To do:
Reproduce every line of the data below with the pictures left out, offsetting each answer coordinate by +91. Keep the coordinates in the format samples unchanged.

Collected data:
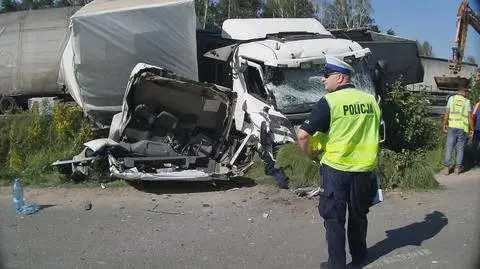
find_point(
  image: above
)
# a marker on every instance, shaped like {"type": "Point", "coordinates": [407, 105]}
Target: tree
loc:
{"type": "Point", "coordinates": [288, 9]}
{"type": "Point", "coordinates": [470, 59]}
{"type": "Point", "coordinates": [348, 14]}
{"type": "Point", "coordinates": [390, 32]}
{"type": "Point", "coordinates": [425, 49]}
{"type": "Point", "coordinates": [206, 11]}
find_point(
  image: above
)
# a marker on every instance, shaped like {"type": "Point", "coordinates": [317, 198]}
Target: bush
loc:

Reply to the exercise:
find_point(
  image: above
)
# a marker on every instance, shaped like {"type": "Point", "coordinates": [407, 105]}
Target: tree
loc:
{"type": "Point", "coordinates": [379, 100]}
{"type": "Point", "coordinates": [561, 150]}
{"type": "Point", "coordinates": [439, 105]}
{"type": "Point", "coordinates": [481, 123]}
{"type": "Point", "coordinates": [516, 140]}
{"type": "Point", "coordinates": [297, 102]}
find_point(
  image: above
)
# a marker on every instance, shaped like {"type": "Point", "coordinates": [317, 198]}
Target: bush
loc:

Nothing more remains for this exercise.